[Source passage]:
▽

Skip to main content
Knowledge4Policy
Knowledge for policy
Supporting policy with scientific evidence

We mobilise people and resources to create, curate, make sense of and use knowledge to inform policymaking across Europe.

  • Publication | 2025
Smart drip irrigation systems using IoT: a review of architectures, machine learning models, and emerging trends

The Internet of Things (IoT) integration in drip irrigation systems is examined in this review paper, with an emphasis on automation, data-driven optimization, and real-time monitoring. The integration of IoT-driven automated drip irrigation represents a transformative leap toward sustainable agriculture, optimizing water conservation, crop productivity, and environmental resilience. Precision farming technologies like artificial intelligence (AI), the Internet of Things (IoT), and 5G-enabled automation are essential for improving irrigation efficiency through real- time monitoring, predictive analytics, and resource optimization as the challenges of climate change and food security worsen. Case studies, including Microsoft’s AI-driven initiative in Andhra Pradesh, have demonstrated significant improvements, such as a 30% increase in yield and up to 70% water savings through IoT-based systems. Machine learning techniques like KNN, SVM, ANN, and RF have further refined irrigation scheduling, achieving over 98% accuracy. This review analyzed 56 peer-reviewed studies published between 2015 and 2024, selected based on relevance to IoT-enabled drip irrigation with particular emphasis on literature from the last three years (2022–2024) with AI/ML integration, and deployment aspects. The key research gap identified is the absence of standardized benchmarks, open datasets, and scalable frameworks, which restrict the transition from pilot-scale studies to large-scale real-world adoption. Despite the advantages, barriers such as high initial investment, connectivity limitations, cybersecure- risks, and technical complexity hinder widespread adoption. Addressing these challenges through cost-effective solutions, policy interventions, subsidies, and farmer training programs will be crucial. The evolution toward Industry 5.0, emphasizing human–machine collaboration, AI-powered AgroBots, and energy-efficient smart irrigation solutions, underscores the future of precision agriculture.

△

[Task details]:
According to the irrigation review summary, how many peer-reviewed studies did the review analyze? The rows that follow come from a separate, unrelated source.

(Segmentation mask data)
▽

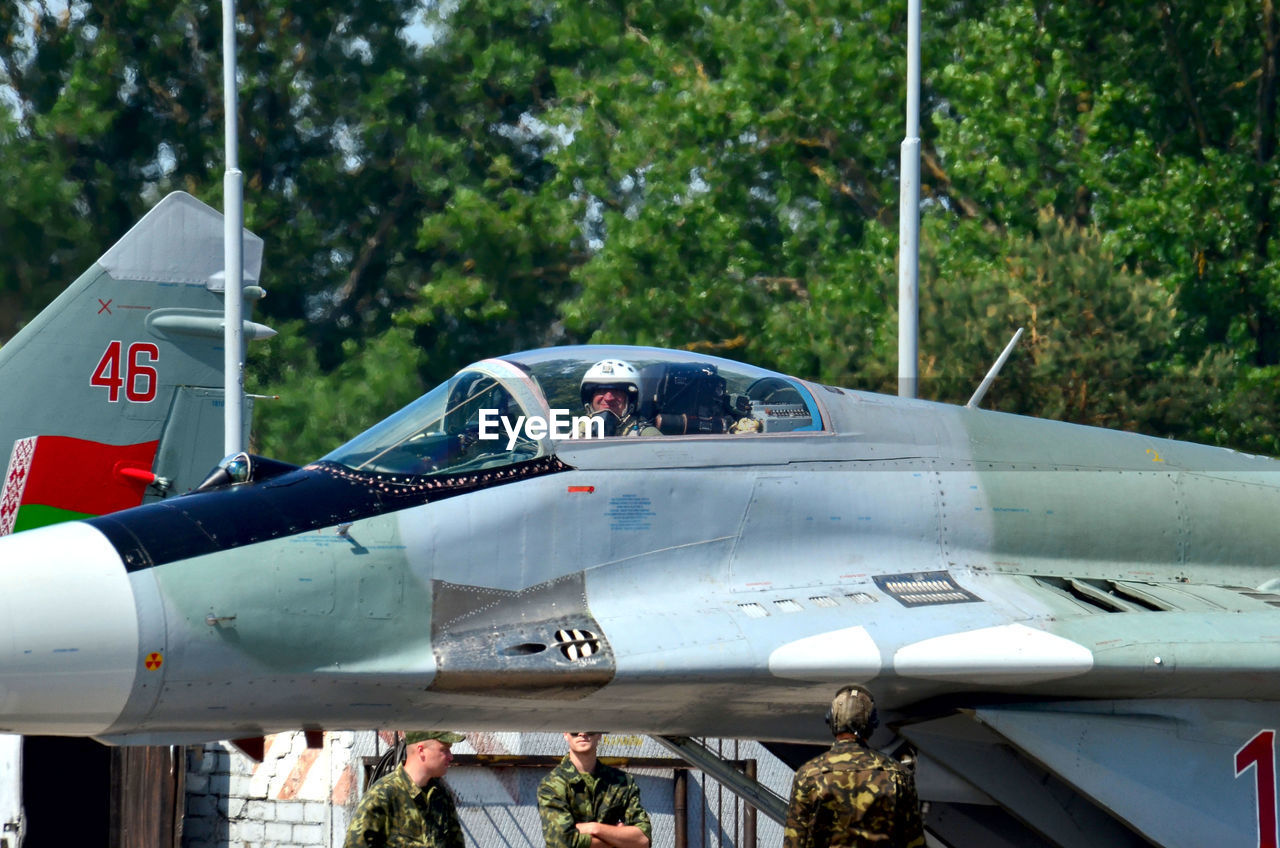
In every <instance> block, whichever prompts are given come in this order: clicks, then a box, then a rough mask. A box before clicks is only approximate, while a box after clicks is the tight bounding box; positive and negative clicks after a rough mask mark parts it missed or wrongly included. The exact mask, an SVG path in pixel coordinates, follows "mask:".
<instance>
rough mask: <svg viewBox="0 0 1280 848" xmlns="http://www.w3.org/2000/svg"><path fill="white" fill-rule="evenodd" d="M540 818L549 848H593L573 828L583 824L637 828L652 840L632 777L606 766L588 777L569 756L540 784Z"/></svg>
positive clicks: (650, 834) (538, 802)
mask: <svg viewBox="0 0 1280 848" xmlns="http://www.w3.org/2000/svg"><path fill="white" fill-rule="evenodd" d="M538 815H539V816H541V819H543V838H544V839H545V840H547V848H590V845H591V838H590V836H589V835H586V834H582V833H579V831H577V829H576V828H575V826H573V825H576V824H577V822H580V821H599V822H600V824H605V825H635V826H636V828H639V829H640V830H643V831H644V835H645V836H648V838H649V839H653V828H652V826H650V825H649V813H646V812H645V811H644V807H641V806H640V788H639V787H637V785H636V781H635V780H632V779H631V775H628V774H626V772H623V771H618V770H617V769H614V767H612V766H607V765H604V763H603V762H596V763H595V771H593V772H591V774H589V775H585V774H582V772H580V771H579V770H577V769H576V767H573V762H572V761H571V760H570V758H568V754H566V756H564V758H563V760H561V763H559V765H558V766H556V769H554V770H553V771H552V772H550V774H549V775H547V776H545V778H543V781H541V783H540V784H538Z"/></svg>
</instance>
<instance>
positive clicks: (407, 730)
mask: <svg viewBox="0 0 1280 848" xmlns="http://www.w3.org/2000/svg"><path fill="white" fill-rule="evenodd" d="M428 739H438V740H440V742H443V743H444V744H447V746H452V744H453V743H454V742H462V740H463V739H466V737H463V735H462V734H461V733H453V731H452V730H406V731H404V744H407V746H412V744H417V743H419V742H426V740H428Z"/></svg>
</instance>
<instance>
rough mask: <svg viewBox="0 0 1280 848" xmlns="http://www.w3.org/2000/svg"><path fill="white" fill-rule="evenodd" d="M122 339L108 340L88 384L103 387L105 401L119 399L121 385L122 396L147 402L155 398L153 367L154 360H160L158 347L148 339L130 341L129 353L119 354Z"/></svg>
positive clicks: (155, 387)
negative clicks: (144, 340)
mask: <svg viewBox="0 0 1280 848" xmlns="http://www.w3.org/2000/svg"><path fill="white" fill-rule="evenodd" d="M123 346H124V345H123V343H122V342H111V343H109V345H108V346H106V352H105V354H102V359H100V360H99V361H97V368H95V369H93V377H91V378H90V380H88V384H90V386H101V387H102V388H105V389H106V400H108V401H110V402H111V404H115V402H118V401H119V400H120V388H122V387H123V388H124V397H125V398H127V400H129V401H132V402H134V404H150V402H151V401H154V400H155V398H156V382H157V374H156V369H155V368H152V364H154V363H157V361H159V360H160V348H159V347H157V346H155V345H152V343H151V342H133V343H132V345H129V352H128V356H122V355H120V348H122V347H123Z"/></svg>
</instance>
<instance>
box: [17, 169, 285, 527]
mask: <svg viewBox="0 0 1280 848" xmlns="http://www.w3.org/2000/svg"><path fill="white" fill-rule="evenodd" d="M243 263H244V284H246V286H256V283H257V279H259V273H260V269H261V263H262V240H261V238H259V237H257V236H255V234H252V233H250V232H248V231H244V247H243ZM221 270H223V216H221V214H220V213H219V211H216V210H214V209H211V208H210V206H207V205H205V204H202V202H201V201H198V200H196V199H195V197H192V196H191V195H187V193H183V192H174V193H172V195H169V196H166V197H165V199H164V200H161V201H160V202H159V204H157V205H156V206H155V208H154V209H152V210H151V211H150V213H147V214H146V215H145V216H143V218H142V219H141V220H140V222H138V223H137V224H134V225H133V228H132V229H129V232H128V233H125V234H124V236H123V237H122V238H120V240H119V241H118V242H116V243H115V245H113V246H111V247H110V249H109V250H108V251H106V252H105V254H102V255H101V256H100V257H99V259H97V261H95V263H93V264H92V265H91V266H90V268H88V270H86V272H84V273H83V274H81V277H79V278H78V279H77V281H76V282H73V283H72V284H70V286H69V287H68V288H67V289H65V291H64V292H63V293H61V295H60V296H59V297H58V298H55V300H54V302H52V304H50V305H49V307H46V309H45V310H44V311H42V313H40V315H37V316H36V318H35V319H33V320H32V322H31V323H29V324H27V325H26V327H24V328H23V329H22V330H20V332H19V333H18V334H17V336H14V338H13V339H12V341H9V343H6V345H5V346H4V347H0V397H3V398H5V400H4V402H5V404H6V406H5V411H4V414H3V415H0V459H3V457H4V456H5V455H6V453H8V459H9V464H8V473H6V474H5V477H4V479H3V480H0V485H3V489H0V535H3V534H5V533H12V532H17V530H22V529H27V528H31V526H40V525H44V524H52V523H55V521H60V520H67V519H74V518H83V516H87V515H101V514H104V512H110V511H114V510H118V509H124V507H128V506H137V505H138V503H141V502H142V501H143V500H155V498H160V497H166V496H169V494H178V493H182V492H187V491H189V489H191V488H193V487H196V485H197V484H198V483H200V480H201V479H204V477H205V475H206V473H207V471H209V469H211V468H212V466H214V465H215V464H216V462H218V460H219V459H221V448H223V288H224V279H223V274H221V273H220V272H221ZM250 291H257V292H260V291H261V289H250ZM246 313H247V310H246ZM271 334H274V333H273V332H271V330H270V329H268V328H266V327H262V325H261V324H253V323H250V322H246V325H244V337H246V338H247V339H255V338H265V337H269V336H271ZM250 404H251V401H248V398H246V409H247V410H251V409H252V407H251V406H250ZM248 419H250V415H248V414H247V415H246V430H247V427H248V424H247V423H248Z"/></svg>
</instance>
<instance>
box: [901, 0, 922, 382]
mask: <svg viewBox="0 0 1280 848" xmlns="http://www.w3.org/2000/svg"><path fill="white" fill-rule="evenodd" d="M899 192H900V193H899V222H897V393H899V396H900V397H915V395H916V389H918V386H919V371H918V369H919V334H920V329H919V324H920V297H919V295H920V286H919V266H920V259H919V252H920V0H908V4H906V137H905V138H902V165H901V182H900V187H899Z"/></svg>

△
▽

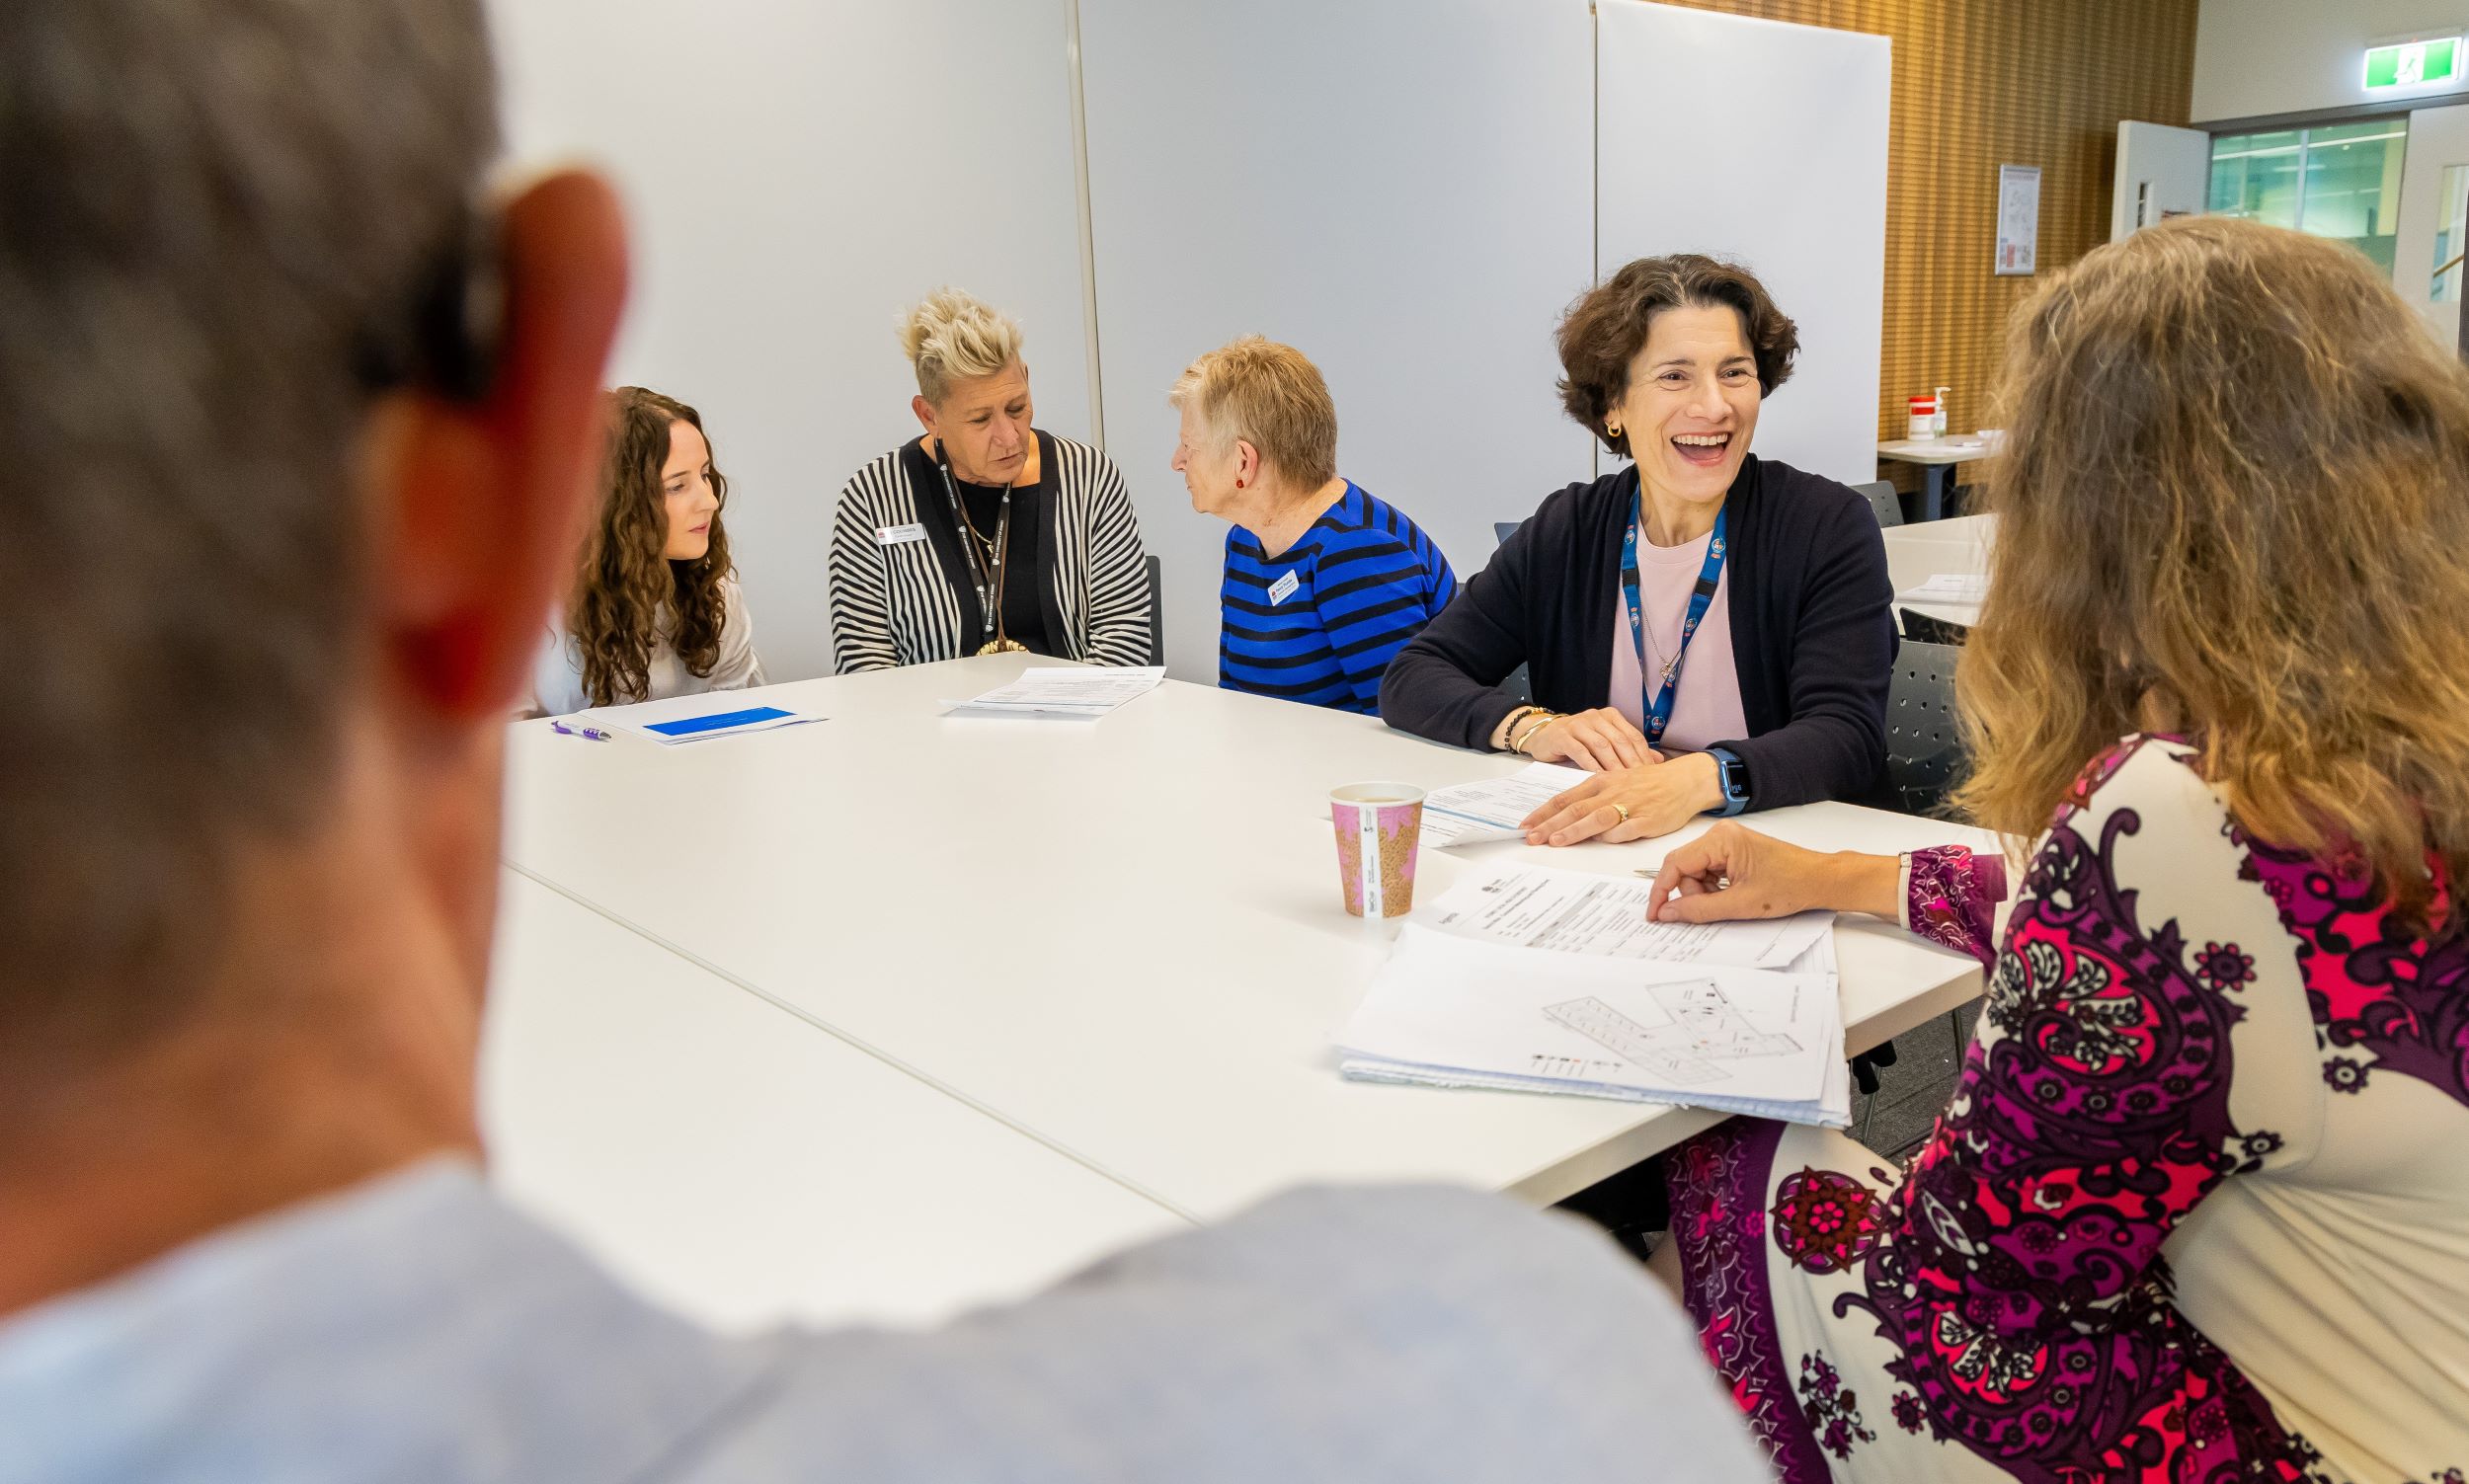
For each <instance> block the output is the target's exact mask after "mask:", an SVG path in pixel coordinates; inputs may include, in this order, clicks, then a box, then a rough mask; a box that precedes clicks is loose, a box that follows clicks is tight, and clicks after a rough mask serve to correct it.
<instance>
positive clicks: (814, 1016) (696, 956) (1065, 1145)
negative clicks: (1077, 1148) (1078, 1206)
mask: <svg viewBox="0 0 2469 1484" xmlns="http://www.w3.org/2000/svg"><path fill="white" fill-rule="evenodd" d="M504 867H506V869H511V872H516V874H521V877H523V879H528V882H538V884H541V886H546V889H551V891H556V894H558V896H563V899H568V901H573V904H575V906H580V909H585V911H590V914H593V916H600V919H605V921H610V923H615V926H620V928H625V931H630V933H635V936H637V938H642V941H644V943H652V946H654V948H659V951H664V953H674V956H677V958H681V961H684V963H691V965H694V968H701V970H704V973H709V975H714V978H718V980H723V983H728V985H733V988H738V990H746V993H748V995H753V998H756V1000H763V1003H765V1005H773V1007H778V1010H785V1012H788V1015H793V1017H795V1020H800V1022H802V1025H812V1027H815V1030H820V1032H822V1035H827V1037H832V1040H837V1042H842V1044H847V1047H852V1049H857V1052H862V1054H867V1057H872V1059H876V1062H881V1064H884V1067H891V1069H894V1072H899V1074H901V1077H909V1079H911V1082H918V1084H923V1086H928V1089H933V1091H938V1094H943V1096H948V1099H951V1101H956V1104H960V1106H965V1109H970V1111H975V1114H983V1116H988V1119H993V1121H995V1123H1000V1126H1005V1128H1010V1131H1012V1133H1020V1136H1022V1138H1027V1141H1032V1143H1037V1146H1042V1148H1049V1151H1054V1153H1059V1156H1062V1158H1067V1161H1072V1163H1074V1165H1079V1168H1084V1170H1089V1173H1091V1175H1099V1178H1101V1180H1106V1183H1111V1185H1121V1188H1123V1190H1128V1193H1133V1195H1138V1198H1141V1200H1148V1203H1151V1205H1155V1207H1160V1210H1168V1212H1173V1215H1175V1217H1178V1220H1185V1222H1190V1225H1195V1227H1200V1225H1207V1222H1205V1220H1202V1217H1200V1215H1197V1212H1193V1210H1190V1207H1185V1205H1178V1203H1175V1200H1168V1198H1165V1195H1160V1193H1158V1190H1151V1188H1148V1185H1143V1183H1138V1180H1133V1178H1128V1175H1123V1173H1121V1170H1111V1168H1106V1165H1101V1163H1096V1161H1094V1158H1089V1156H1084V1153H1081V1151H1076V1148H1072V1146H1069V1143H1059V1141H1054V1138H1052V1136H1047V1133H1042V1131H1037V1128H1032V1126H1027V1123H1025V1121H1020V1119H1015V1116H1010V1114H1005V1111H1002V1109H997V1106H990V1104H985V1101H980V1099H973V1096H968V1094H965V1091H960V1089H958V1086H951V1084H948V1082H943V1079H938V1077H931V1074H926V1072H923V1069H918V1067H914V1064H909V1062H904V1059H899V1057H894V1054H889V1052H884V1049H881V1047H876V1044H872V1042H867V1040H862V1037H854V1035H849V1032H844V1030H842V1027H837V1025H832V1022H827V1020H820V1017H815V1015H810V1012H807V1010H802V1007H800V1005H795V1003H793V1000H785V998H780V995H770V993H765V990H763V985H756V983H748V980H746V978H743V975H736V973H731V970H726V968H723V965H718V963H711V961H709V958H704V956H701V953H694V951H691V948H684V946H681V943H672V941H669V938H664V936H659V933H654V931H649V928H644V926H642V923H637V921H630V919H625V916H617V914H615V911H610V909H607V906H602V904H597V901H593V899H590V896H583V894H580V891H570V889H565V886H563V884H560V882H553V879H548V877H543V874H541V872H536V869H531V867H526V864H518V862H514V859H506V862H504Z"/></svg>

△

[Exercise result]:
56 peer-reviewed studies, published between 2015 and 2024.